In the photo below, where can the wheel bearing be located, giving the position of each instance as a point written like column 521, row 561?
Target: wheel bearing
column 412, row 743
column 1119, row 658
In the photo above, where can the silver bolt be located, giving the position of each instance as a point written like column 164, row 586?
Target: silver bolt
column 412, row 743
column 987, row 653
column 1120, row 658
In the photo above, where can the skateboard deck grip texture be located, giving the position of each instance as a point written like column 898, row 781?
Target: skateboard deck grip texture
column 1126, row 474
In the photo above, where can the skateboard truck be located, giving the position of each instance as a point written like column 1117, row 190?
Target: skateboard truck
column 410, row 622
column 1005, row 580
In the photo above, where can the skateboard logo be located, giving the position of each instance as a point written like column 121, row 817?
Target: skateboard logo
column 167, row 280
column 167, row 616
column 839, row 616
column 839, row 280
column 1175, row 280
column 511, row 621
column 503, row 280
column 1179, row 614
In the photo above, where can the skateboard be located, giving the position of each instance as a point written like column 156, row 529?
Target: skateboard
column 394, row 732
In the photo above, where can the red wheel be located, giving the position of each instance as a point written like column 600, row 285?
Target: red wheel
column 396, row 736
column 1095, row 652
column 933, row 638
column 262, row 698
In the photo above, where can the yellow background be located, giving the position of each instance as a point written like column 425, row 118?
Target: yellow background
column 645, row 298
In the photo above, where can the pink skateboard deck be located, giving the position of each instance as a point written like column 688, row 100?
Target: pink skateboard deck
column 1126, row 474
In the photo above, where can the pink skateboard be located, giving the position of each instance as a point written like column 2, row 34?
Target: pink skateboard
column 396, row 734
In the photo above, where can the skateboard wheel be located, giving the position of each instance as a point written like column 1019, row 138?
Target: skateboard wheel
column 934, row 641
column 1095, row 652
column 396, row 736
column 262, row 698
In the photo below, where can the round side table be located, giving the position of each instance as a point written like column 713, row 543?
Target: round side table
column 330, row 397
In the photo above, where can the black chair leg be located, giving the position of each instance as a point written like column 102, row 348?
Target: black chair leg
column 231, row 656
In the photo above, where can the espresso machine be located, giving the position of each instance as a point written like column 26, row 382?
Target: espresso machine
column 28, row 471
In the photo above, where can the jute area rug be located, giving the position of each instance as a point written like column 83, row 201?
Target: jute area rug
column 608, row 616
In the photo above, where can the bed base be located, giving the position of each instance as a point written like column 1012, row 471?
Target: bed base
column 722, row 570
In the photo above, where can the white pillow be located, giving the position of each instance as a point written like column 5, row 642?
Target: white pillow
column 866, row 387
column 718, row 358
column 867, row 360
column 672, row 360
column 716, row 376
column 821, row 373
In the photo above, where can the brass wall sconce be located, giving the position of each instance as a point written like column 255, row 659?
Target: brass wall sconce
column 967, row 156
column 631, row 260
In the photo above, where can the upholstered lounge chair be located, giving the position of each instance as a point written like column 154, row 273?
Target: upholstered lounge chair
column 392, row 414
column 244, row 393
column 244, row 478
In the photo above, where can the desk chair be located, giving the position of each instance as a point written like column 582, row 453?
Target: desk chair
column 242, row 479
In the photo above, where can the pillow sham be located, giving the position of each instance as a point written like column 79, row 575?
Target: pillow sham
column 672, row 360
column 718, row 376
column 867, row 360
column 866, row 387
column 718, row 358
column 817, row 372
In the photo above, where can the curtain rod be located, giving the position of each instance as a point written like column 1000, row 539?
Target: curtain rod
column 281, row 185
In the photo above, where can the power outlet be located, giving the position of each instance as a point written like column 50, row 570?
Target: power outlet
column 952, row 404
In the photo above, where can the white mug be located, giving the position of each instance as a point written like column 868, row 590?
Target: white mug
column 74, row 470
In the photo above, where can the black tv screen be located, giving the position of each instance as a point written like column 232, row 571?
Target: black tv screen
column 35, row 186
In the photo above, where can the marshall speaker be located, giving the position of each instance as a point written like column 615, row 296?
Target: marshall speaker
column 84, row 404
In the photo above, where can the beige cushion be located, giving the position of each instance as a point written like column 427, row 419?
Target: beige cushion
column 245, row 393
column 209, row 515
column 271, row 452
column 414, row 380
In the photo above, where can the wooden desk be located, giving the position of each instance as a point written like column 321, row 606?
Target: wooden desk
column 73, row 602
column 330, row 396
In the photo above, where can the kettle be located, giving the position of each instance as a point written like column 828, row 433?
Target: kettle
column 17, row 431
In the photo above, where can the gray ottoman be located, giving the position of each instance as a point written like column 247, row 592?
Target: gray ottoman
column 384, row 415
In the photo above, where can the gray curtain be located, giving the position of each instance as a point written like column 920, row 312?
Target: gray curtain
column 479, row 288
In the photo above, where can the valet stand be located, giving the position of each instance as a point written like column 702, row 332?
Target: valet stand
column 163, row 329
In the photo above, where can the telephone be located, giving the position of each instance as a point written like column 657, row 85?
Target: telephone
━━━
- _Work to be completed_
Reproduce all of the rows above verbatim, in the same order.

- _Reply_
In the photo below, where can the wheel bearing be located, giving the position of each instance as a point written like column 521, row 561?
Target: wheel bearing
column 412, row 743
column 1119, row 658
In the photo above, where can the silver bolt be located, giving the position of each instance as a point written like column 164, row 586?
Target: silver bolt
column 412, row 743
column 987, row 653
column 1120, row 658
In the photo above, where can the skateboard deck grip texture be located, giving the position of each instance as a point written like column 898, row 781?
Target: skateboard deck grip texture
column 1126, row 474
In the photo above, where can the skateboard truck be located, giving the position of each instance as a point written like column 1117, row 190?
Target: skateboard truck
column 410, row 622
column 1005, row 580
In the photo above, where can the skateboard logo be located, giving the position of each instance as a point written like column 121, row 817?
Target: skateboard logo
column 167, row 280
column 167, row 616
column 839, row 616
column 839, row 280
column 1175, row 280
column 511, row 621
column 503, row 280
column 1179, row 614
In the photo above, where can the skateboard be located, giving the position of each instance as a point written like column 156, row 529?
Target: skateboard
column 394, row 732
In the photo above, where can the red wheel be located, giving the position of each instance as a point written like column 600, row 285?
Target: red wheel
column 396, row 736
column 1095, row 652
column 933, row 638
column 262, row 698
In the photo above, where can the yellow background be located, giving the position of each instance as a point written like column 425, row 118?
Target: yellow background
column 645, row 298
In the photo above, where can the pink skateboard deck be located, giving the position of each instance as a point written like column 688, row 100?
Target: pink skateboard deck
column 1126, row 474
In the photo above, where can the pink skateboard be located, giving the position of each instance as a point written like column 2, row 34?
Target: pink skateboard
column 396, row 734
In the photo above, where can the skateboard wheel be located, giving the position of each instance as a point written like column 1019, row 138?
Target: skateboard wheel
column 934, row 641
column 1095, row 652
column 396, row 736
column 262, row 698
In the photo below, where can the round side table be located, giving the position of each instance as a point written like column 713, row 543?
Target: round side table
column 330, row 397
In the photo above, where can the black chair leg be located, giving the position of each instance as a point written like column 102, row 348?
Target: black chair leg
column 231, row 656
In the photo above, where can the espresso machine be located, giving the position of each instance as a point written like column 26, row 382?
Target: espresso machine
column 28, row 471
In the photo above, where can the jute area rug be located, giving the position of each instance as a point written like column 83, row 201?
Target: jute area rug
column 608, row 616
In the photo above, where can the bed base be located, giving the position of each instance as a point written like column 1012, row 471?
Target: bed base
column 722, row 570
In the photo above, where can the white pillow be located, giving the position of each instance as a point written like column 5, row 642?
Target: white pillow
column 866, row 387
column 718, row 358
column 867, row 360
column 672, row 360
column 716, row 376
column 821, row 373
In the photo above, where can the brass wall sconce be located, giving the position of each instance as a point written like column 255, row 659?
Target: brass wall sconce
column 967, row 156
column 631, row 260
In the photo above, where can the upholstered lounge chair be located, giving the position of each instance as a point written like column 154, row 273?
Target: upholstered lounge chair
column 392, row 414
column 244, row 393
column 244, row 478
In the photo above, where can the desk chair be located, giving the position of each instance as a point written like column 582, row 453?
Target: desk chair
column 242, row 479
In the photo above, where can the pillow sham be located, giving the position of each instance as a point written like column 79, row 575?
Target: pillow sham
column 672, row 360
column 718, row 376
column 867, row 360
column 866, row 387
column 718, row 358
column 817, row 372
In the photo above, where can the curtain rod be located, giving the position of each instance as a point written like column 1000, row 539?
Target: curtain rod
column 281, row 185
In the photo above, where can the power outlet be located, giving the position of each instance as a point written like column 50, row 570?
Target: power outlet
column 952, row 404
In the photo above, where can the white mug be located, giving the position of each instance as a point written like column 868, row 590?
Target: white mug
column 74, row 470
In the photo above, where can the black tv screen be located, giving the position of each instance as a point written like column 232, row 571?
Target: black tv screen
column 35, row 186
In the photo above, where can the marshall speaker be located, giving the position of each instance as a point written like column 615, row 296?
Target: marshall speaker
column 84, row 404
In the photo above, where can the beige cushion be located, giving the position of each instance as a point written like column 427, row 419?
Target: beige cushion
column 245, row 393
column 209, row 515
column 271, row 452
column 414, row 380
In the photo above, where can the wooden desk be located, giving the position of each instance as a point written like column 321, row 606?
Target: wooden desk
column 73, row 602
column 330, row 396
In the photo above, where can the kettle be located, giving the position of each instance as a point written like column 828, row 433?
Target: kettle
column 17, row 431
In the photo above, where can the gray ottoman be located, giving the position of each instance as a point written like column 247, row 592?
Target: gray ottoman
column 384, row 415
In the photo above, where can the gray curtain be located, giving the position of each instance as a point written like column 920, row 312?
Target: gray curtain
column 479, row 288
In the photo above, where can the valet stand be located, giving the position of each instance as a point written like column 702, row 332?
Target: valet stand
column 163, row 329
In the photo above, where can the telephone be located, giving the position of each instance as a point written like column 657, row 85?
Target: telephone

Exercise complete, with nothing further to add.